ABOUT THIS EXERCISE: From the records below, transcribe only the lines running from the one with "Target: white dog profile photo" through the one with "Return one point per instance of the wooden floor plank, each". Keep both of those end lines.

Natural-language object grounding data
▼

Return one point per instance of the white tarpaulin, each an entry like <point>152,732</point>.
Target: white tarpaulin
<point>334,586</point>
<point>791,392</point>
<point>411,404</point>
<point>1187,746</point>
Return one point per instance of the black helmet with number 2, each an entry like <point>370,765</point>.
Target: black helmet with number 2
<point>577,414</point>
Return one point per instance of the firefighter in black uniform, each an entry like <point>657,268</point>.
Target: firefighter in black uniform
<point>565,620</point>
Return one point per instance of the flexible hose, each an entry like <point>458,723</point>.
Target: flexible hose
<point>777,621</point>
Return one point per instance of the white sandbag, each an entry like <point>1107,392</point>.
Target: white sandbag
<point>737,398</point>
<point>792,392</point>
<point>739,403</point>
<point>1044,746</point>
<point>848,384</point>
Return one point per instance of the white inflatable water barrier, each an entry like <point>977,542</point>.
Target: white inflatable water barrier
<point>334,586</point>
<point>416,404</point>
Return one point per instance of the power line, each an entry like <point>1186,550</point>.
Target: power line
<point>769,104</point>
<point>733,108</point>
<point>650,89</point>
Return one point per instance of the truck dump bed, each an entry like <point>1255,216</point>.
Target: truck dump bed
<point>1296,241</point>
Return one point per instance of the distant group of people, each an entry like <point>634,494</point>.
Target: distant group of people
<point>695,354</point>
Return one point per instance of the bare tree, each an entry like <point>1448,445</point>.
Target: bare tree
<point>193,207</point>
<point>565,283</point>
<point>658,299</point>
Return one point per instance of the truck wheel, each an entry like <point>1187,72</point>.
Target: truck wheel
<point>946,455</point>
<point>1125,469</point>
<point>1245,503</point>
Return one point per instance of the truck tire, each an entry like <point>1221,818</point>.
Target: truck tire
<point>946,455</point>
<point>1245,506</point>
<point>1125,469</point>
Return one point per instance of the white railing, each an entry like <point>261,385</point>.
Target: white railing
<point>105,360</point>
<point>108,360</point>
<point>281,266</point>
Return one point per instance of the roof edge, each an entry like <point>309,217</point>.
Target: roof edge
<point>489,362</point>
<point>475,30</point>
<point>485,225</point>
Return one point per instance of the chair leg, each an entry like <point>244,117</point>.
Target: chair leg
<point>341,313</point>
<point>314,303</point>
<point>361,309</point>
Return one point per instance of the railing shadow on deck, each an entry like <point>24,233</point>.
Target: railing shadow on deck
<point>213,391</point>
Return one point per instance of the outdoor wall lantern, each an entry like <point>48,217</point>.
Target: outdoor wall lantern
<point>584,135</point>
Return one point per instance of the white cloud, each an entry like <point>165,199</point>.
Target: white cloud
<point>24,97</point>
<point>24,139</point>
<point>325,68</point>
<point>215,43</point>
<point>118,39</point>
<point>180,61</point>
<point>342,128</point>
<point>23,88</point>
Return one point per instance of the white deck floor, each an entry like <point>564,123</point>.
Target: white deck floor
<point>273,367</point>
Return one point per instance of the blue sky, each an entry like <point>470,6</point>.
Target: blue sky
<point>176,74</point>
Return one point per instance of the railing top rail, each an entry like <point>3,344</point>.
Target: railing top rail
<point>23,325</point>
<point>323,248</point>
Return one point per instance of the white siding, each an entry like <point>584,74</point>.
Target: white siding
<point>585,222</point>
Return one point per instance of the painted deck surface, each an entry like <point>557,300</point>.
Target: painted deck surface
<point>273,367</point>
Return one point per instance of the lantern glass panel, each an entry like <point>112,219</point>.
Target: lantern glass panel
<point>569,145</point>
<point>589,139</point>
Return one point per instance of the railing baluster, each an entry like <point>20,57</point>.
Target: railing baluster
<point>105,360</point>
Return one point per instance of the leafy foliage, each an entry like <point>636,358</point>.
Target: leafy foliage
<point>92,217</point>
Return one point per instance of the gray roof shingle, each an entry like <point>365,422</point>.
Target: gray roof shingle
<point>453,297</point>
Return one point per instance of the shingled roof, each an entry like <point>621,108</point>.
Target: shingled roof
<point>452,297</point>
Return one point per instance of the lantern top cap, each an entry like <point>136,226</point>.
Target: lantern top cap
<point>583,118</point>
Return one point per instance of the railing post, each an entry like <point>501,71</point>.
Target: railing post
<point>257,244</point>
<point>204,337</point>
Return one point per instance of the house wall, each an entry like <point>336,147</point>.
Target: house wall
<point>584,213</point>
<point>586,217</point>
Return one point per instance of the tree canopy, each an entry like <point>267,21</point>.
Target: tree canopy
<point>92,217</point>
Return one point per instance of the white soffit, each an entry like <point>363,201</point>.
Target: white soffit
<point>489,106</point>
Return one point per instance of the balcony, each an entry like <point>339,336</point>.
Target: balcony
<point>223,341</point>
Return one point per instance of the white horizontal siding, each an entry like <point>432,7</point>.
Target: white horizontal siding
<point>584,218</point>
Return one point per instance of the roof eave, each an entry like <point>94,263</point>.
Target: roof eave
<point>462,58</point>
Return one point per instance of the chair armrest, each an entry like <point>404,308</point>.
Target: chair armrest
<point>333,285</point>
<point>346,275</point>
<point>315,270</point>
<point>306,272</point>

▲
▼

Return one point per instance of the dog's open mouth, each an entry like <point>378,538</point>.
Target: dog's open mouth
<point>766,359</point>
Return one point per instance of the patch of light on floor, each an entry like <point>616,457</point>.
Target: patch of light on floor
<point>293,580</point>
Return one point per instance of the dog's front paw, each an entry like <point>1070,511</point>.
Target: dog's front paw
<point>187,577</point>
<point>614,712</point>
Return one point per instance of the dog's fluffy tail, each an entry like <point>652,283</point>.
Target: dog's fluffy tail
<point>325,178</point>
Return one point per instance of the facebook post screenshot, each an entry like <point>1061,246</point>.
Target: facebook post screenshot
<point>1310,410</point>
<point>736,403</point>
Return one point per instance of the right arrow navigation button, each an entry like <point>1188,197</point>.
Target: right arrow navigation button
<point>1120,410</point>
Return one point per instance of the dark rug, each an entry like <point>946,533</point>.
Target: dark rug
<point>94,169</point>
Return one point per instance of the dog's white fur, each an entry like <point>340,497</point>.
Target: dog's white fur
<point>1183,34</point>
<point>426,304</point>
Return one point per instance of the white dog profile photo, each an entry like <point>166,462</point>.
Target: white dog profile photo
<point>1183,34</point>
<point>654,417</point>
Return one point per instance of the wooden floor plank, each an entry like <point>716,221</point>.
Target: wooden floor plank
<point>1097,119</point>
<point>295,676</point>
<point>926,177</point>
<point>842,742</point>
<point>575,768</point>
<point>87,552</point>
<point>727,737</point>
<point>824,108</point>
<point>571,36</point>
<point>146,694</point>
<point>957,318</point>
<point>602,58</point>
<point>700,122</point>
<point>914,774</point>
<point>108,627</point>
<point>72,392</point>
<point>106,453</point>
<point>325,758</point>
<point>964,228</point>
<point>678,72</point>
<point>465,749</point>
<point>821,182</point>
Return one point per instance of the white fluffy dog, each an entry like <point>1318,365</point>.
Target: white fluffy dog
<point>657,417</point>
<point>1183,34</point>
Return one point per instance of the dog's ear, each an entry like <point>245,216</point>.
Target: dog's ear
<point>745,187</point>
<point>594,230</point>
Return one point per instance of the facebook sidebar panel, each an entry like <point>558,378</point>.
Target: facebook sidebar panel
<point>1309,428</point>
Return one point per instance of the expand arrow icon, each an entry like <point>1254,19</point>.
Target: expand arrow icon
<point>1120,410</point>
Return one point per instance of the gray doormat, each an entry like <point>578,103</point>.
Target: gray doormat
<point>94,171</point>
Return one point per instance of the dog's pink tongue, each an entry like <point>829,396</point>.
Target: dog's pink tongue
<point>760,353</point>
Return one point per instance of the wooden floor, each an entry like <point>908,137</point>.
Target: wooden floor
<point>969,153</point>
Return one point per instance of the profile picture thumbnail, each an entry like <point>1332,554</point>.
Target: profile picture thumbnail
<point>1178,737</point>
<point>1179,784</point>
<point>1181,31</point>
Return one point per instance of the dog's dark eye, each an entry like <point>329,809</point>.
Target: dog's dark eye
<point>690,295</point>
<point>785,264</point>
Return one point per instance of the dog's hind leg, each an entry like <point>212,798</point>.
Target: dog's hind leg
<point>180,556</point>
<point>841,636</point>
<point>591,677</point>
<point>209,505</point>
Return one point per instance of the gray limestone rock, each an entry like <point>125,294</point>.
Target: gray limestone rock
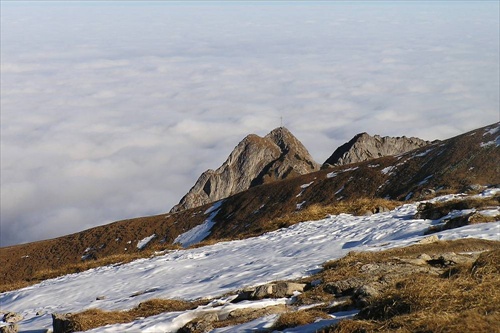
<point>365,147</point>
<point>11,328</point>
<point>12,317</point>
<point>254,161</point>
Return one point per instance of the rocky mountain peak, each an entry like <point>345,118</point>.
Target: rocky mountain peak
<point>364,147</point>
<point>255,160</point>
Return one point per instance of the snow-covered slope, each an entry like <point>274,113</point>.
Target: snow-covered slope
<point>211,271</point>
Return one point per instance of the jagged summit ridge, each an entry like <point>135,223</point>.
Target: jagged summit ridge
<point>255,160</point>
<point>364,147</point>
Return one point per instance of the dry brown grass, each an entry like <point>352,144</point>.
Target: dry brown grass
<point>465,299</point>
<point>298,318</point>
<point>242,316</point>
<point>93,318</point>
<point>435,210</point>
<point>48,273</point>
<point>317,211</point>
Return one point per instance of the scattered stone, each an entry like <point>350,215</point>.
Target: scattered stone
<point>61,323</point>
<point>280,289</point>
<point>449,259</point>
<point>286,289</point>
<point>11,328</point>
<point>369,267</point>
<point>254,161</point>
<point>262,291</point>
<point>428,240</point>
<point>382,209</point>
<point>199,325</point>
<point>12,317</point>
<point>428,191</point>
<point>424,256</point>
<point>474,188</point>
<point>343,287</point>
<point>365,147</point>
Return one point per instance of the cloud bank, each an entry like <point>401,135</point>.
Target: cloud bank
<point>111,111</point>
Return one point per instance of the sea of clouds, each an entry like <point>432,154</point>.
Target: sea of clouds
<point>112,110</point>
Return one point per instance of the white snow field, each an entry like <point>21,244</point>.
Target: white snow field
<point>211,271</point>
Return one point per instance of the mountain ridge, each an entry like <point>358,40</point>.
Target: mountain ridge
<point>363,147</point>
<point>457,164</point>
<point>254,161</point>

▲
▼

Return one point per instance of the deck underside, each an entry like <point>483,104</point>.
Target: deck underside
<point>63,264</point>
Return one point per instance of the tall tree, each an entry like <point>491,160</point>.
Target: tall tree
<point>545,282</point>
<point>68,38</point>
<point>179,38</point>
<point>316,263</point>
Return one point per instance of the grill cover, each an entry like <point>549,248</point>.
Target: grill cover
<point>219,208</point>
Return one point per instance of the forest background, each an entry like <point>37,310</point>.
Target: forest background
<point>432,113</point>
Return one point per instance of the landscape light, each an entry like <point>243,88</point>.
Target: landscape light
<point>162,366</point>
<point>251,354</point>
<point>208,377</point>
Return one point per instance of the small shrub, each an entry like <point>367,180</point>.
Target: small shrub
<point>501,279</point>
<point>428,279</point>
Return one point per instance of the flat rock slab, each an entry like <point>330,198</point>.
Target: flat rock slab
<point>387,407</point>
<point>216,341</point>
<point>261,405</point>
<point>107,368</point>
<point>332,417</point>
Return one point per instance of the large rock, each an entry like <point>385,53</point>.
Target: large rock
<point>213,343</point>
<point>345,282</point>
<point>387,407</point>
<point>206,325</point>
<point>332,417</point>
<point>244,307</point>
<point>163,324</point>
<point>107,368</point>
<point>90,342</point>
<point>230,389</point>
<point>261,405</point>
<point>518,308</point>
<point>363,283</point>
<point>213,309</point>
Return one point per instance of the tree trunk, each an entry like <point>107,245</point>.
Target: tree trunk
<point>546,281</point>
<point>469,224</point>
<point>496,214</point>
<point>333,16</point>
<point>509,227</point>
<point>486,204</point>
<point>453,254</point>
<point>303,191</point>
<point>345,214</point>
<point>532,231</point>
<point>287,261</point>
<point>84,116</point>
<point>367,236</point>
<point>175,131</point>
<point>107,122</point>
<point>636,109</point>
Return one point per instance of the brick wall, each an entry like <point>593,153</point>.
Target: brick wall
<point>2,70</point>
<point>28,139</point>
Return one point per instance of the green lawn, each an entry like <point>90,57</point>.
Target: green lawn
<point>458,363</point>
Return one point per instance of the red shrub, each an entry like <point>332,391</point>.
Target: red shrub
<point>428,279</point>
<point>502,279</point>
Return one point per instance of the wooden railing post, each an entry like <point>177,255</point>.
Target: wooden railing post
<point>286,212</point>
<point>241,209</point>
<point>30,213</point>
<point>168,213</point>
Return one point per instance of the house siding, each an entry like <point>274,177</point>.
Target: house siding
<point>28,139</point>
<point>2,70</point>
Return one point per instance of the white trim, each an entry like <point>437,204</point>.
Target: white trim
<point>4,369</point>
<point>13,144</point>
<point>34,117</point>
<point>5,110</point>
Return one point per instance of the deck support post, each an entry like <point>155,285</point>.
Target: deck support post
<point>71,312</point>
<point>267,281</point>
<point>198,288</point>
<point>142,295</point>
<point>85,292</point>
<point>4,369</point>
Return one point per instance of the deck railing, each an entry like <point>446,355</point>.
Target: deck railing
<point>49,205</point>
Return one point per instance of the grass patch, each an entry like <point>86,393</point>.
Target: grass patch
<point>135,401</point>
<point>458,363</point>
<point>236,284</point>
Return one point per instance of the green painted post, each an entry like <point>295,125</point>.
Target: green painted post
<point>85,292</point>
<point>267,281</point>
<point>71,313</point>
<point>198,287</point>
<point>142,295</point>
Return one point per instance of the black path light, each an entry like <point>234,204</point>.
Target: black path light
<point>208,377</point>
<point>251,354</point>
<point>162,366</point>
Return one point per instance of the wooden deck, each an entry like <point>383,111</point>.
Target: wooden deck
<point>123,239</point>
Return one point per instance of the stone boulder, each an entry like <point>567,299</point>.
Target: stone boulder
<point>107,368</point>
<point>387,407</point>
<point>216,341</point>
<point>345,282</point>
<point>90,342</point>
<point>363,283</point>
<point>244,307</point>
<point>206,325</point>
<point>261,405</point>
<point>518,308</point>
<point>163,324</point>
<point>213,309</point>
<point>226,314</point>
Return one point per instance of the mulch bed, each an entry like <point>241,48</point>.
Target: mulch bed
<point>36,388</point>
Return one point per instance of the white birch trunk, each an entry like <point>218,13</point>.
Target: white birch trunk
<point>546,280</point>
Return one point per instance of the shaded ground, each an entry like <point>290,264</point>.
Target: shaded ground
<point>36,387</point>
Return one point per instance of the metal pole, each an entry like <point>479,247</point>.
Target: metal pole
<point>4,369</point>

▲

RESPONSE AREA:
Target: white dog profile photo
<point>1183,34</point>
<point>654,417</point>
Return one point per instance of the wooden floor plank, each an entry like <point>716,221</point>.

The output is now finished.